The input:
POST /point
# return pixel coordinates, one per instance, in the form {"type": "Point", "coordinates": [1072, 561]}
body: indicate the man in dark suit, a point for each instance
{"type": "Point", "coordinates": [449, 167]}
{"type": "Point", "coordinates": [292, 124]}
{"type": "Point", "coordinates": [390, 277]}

Exercise goal:
Copy the lines above verbatim.

Solution:
POST /point
# return pixel coordinates, one per instance, in the form {"type": "Point", "coordinates": [1072, 561]}
body: indicate the man in dark suit, a point for each instance
{"type": "Point", "coordinates": [449, 167]}
{"type": "Point", "coordinates": [292, 124]}
{"type": "Point", "coordinates": [390, 277]}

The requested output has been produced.